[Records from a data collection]
*** Block opens ***

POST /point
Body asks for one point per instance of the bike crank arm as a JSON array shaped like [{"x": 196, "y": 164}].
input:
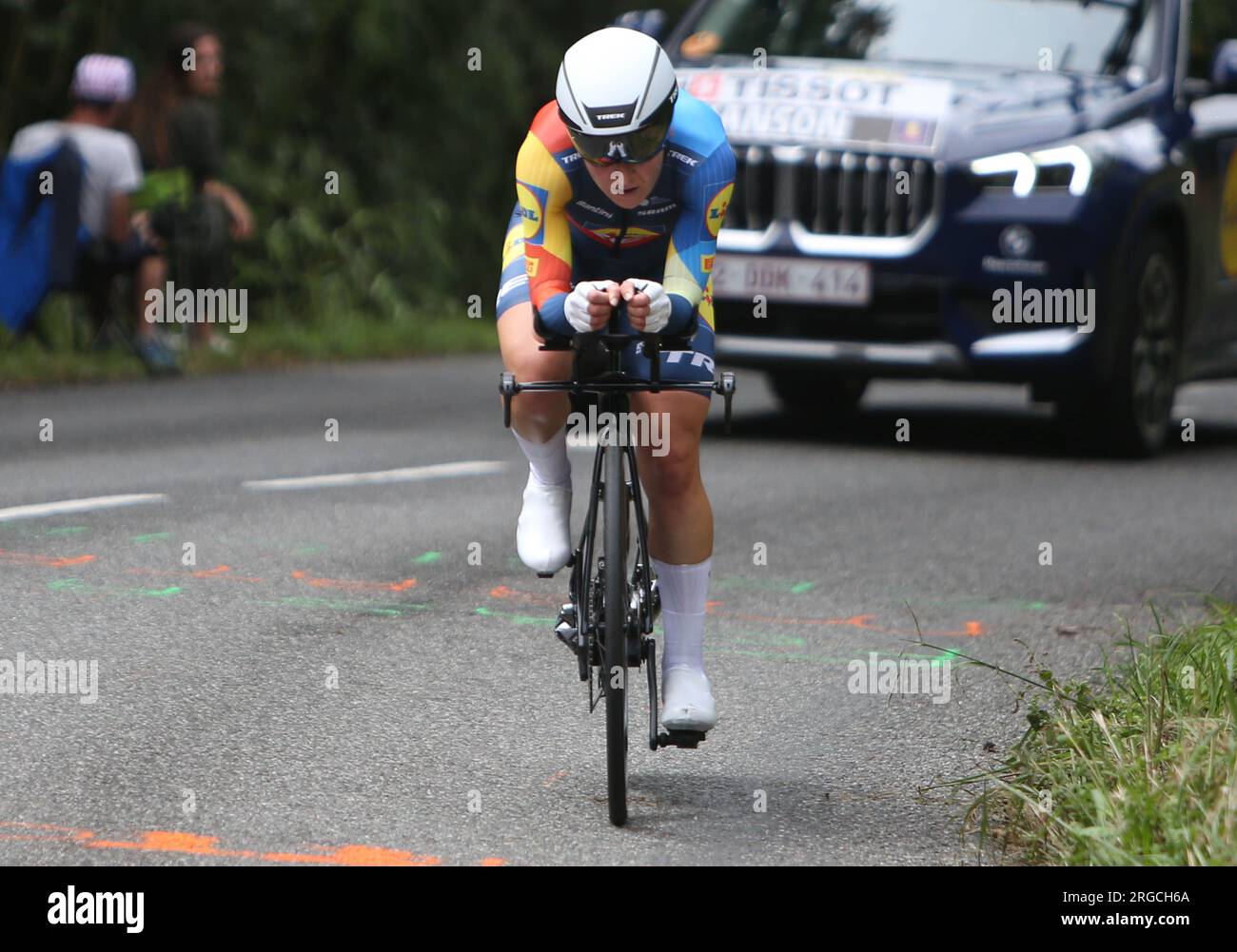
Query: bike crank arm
[{"x": 726, "y": 388}]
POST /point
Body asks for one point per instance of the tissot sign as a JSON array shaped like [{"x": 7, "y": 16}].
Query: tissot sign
[{"x": 825, "y": 107}]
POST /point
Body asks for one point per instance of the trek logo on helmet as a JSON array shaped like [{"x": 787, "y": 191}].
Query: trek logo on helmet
[{"x": 610, "y": 116}]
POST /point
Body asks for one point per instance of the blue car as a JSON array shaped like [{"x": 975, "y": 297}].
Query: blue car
[{"x": 1037, "y": 192}]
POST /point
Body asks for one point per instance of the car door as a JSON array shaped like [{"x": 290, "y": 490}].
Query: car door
[{"x": 1215, "y": 214}]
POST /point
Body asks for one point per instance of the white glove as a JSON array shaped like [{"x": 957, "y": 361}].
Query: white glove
[
  {"x": 576, "y": 308},
  {"x": 658, "y": 305}
]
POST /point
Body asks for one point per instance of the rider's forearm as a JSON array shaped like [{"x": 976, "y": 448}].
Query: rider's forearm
[
  {"x": 555, "y": 317},
  {"x": 680, "y": 314}
]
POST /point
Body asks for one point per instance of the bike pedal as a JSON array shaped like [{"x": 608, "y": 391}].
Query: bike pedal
[{"x": 680, "y": 738}]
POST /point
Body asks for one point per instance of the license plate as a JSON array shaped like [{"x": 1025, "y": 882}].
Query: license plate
[{"x": 795, "y": 281}]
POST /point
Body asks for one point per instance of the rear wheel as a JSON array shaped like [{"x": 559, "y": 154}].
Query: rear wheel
[
  {"x": 615, "y": 675},
  {"x": 828, "y": 396},
  {"x": 1130, "y": 413}
]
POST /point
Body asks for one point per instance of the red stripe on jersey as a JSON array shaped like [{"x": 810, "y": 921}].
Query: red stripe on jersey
[{"x": 549, "y": 128}]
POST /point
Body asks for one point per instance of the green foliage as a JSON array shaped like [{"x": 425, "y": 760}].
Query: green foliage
[
  {"x": 1142, "y": 771},
  {"x": 376, "y": 90}
]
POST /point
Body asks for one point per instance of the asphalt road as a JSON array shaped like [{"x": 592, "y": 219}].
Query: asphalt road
[{"x": 337, "y": 681}]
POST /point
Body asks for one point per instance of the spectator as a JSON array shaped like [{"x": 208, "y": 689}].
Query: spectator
[
  {"x": 111, "y": 173},
  {"x": 176, "y": 125}
]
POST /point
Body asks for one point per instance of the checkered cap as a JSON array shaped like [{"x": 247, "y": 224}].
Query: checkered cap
[{"x": 104, "y": 79}]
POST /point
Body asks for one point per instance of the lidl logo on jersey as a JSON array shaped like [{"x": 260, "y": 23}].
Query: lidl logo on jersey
[
  {"x": 717, "y": 211},
  {"x": 532, "y": 205}
]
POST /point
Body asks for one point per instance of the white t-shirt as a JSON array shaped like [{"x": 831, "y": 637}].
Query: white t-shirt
[{"x": 112, "y": 164}]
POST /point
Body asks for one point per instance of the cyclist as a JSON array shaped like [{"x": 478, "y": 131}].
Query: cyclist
[{"x": 622, "y": 185}]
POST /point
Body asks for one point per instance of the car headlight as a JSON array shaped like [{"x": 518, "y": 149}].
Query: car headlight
[{"x": 1062, "y": 167}]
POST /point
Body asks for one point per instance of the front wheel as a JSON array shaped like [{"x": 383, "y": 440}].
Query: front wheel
[{"x": 615, "y": 675}]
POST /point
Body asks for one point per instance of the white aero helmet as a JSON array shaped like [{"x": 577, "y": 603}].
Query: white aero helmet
[{"x": 617, "y": 91}]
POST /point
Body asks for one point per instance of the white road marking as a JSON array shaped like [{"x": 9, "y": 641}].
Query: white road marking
[
  {"x": 412, "y": 474},
  {"x": 65, "y": 506}
]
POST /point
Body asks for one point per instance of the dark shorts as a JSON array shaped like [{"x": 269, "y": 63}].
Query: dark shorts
[{"x": 680, "y": 365}]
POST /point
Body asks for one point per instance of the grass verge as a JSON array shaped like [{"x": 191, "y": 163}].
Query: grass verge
[
  {"x": 1141, "y": 770},
  {"x": 265, "y": 344}
]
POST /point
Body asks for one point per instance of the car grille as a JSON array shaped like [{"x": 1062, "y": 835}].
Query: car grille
[{"x": 832, "y": 192}]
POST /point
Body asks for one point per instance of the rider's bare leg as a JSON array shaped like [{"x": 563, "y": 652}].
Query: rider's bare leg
[
  {"x": 680, "y": 549},
  {"x": 539, "y": 420},
  {"x": 533, "y": 416}
]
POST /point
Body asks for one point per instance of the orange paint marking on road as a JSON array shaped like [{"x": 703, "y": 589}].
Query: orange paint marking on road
[
  {"x": 171, "y": 841},
  {"x": 219, "y": 572},
  {"x": 864, "y": 622},
  {"x": 347, "y": 585},
  {"x": 167, "y": 841},
  {"x": 970, "y": 630},
  {"x": 355, "y": 854},
  {"x": 50, "y": 561}
]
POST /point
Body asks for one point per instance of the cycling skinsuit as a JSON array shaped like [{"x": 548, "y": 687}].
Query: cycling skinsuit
[{"x": 565, "y": 229}]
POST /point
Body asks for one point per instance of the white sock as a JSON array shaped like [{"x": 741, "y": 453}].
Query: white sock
[
  {"x": 548, "y": 460},
  {"x": 684, "y": 589}
]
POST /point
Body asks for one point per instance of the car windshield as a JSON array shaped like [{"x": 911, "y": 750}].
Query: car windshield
[{"x": 1083, "y": 36}]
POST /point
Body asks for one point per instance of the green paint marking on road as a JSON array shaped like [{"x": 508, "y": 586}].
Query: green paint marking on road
[
  {"x": 77, "y": 585},
  {"x": 390, "y": 611},
  {"x": 774, "y": 585},
  {"x": 157, "y": 593},
  {"x": 515, "y": 618},
  {"x": 770, "y": 639}
]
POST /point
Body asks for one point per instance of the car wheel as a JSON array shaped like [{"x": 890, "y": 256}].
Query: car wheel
[
  {"x": 1129, "y": 413},
  {"x": 817, "y": 395}
]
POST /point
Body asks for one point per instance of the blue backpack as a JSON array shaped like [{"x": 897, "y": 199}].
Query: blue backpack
[{"x": 38, "y": 233}]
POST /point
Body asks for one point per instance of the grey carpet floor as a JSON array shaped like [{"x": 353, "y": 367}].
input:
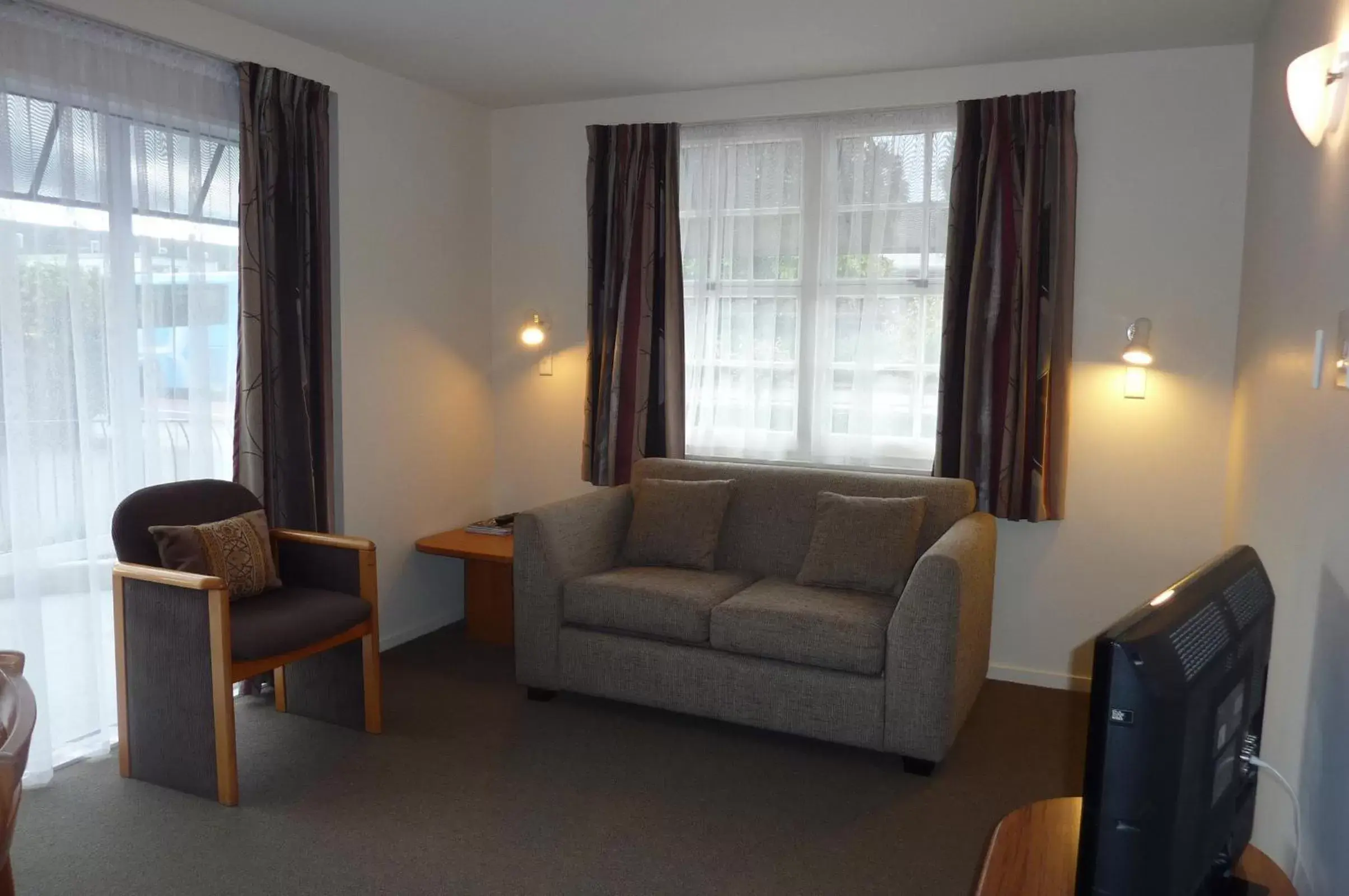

*** Block closes ***

- _Task to carry out_:
Set the entries down again exactly. Do not include the images.

- _Solution to this task_:
POST /point
Body asks for one point per instance of the bike crank arm as a JSON array shaped like [{"x": 196, "y": 164}].
input:
Query: bike crank arm
[{"x": 726, "y": 388}]
POST /point
Body asks for one point per instance of the tissot sign as a JSON array shaped like [{"x": 7, "y": 16}].
Query: tissot sign
[{"x": 825, "y": 107}]
POST /point
Body asks for one point per instance of the trek logo on helmet as a JSON array shaped like [{"x": 787, "y": 191}].
Query: trek logo on helmet
[{"x": 610, "y": 116}]
POST /point
Body asks for one point per instance of the blue car as a JSON array shaped like [{"x": 975, "y": 297}].
Query: blue car
[{"x": 1037, "y": 192}]
POST /point
Body asks for one point per instance of the car door as a JSON array shaped like [{"x": 290, "y": 490}].
Query: car door
[{"x": 1215, "y": 214}]
POST /point
Body asks for one point per instance of the white glove as a JSON array shaped like [{"x": 957, "y": 361}].
Query: white glove
[
  {"x": 576, "y": 308},
  {"x": 658, "y": 305}
]
POST /point
Body asks for one point per instance of the rider's forearm as a JSON array shaped like [{"x": 976, "y": 448}].
Query: rider's forearm
[
  {"x": 555, "y": 317},
  {"x": 680, "y": 314}
]
POST /point
Body asks for one point per instance of the bike pedal as a JSON array shaped like [{"x": 608, "y": 391}].
Query: bike pedal
[{"x": 680, "y": 738}]
POST /point
Body asks for one point per instance of the license plate as a JSON array shaped like [{"x": 1025, "y": 882}].
Query: license plate
[{"x": 795, "y": 281}]
POST /point
Body asks for one point per instance of the rear wheel as a JSON array shaped like [{"x": 559, "y": 154}].
Query: rear wheel
[
  {"x": 615, "y": 675},
  {"x": 828, "y": 396},
  {"x": 1130, "y": 413}
]
POST /point
Body asks for one point per instance of the red stripe on jersey as a JSON array shaped like [{"x": 810, "y": 921}].
Query: red stripe on jersey
[{"x": 549, "y": 128}]
POST /point
Body asks for one point per instance of the green foliage as a JSON array shaped like [{"x": 425, "y": 760}].
Query: green foliage
[
  {"x": 1142, "y": 771},
  {"x": 376, "y": 90}
]
POST /point
Body asks for one point per instance of the asphalt road as a JSON array shaped like [{"x": 592, "y": 219}].
Query: asphalt road
[{"x": 337, "y": 681}]
POST /point
Body asks for one point per instance of the spectator as a JSON array shaped like [{"x": 208, "y": 689}].
Query: spectator
[
  {"x": 111, "y": 173},
  {"x": 176, "y": 125}
]
POST /point
Body asks for one point per instance of the checkered cap as a JSON array shaped like [{"x": 247, "y": 224}].
Query: checkered cap
[{"x": 104, "y": 79}]
POST /point
Body asks for one point per instance of the lidl logo on jersey as a JSON array shaped like [{"x": 260, "y": 23}].
Query: lidl logo on jersey
[
  {"x": 717, "y": 211},
  {"x": 532, "y": 205}
]
POST /point
Body asks for one point per instance of the white t-shirt as a JSON array shaped like [{"x": 831, "y": 637}].
Query: white t-shirt
[{"x": 112, "y": 164}]
POST /point
Body asks for one point per instance of the cyclist as a JSON array shaped like [{"x": 478, "y": 131}].
Query: cyclist
[{"x": 622, "y": 185}]
POST /point
Body asks for one point per instance of the car headlight as a JSON array shaped like [{"x": 518, "y": 149}].
Query: car headlight
[{"x": 1062, "y": 167}]
POST /point
Body asks for one point per instance of the front wheel as a JSON array shaped like [{"x": 383, "y": 440}].
Query: front wheel
[{"x": 615, "y": 675}]
POST /point
Body asks for one point per instance of the white aero helmet as a JSON array shaped like [{"x": 577, "y": 603}].
Query: white aero helmet
[{"x": 617, "y": 91}]
POST /point
Body asks for one point per instance of the white road marking as a JSON array shaped like [{"x": 9, "y": 641}].
Query: white road marking
[
  {"x": 412, "y": 474},
  {"x": 65, "y": 506}
]
POST /point
Body asks for one point per instance of the dark shorts as a JSON array shaped like [{"x": 269, "y": 63}].
Query: dark shorts
[{"x": 680, "y": 365}]
POST /point
Body asks for one point per instance of the grass verge as a JSON array shaped like [{"x": 191, "y": 163}].
Query: grass verge
[
  {"x": 1141, "y": 770},
  {"x": 265, "y": 344}
]
POST /point
Body asks for one point per instance of the car grille as a JSON array shaped like [{"x": 1062, "y": 835}].
Query: car grille
[{"x": 832, "y": 192}]
POST /point
Body asks for one point per instance of the rider's bare leg as a JSON array shaped like [{"x": 563, "y": 652}].
Query: rider's bare leg
[
  {"x": 680, "y": 549},
  {"x": 539, "y": 420},
  {"x": 533, "y": 416}
]
POST /point
Body asks for one point per instance of the orange paint marking on road as a JSON array shaped like [{"x": 703, "y": 589}].
Query: orange paint marking on road
[
  {"x": 171, "y": 841},
  {"x": 219, "y": 572},
  {"x": 864, "y": 622},
  {"x": 347, "y": 585},
  {"x": 167, "y": 841},
  {"x": 970, "y": 630},
  {"x": 355, "y": 854},
  {"x": 50, "y": 561}
]
POST /point
Body asks for one point per instance of the cycling skinsuit as a JSON array shaped like [{"x": 548, "y": 687}].
Query: cycling skinsuit
[{"x": 565, "y": 229}]
POST /point
Body asks for one point per instance of the white sock as a JSON array shaped like [{"x": 741, "y": 453}].
Query: white sock
[
  {"x": 548, "y": 460},
  {"x": 684, "y": 589}
]
POST /point
Body asks for one point per instance of the car windshield as a JSON array shaped like [{"x": 911, "y": 750}].
Query: car windshield
[{"x": 1083, "y": 36}]
POST /point
Body asks for one point per instance of the green paint marking on road as a JSON array shaped like [{"x": 508, "y": 586}].
Query: green paint marking on road
[
  {"x": 77, "y": 585},
  {"x": 390, "y": 611},
  {"x": 774, "y": 585},
  {"x": 157, "y": 593},
  {"x": 515, "y": 618},
  {"x": 770, "y": 639}
]
POST /point
Body asks for one point per instance of the car wheel as a JSON array shaped like [{"x": 890, "y": 256}].
Query: car wheel
[
  {"x": 1129, "y": 413},
  {"x": 817, "y": 395}
]
POST /point
Body asks for one point per instance of the blue backpack as a JSON array shaped like [{"x": 897, "y": 199}].
Query: blue backpack
[{"x": 38, "y": 233}]
POST /point
Body asks for one point per instance of the grey carpet floor as a JSON array shaped like [{"x": 353, "y": 367}].
input:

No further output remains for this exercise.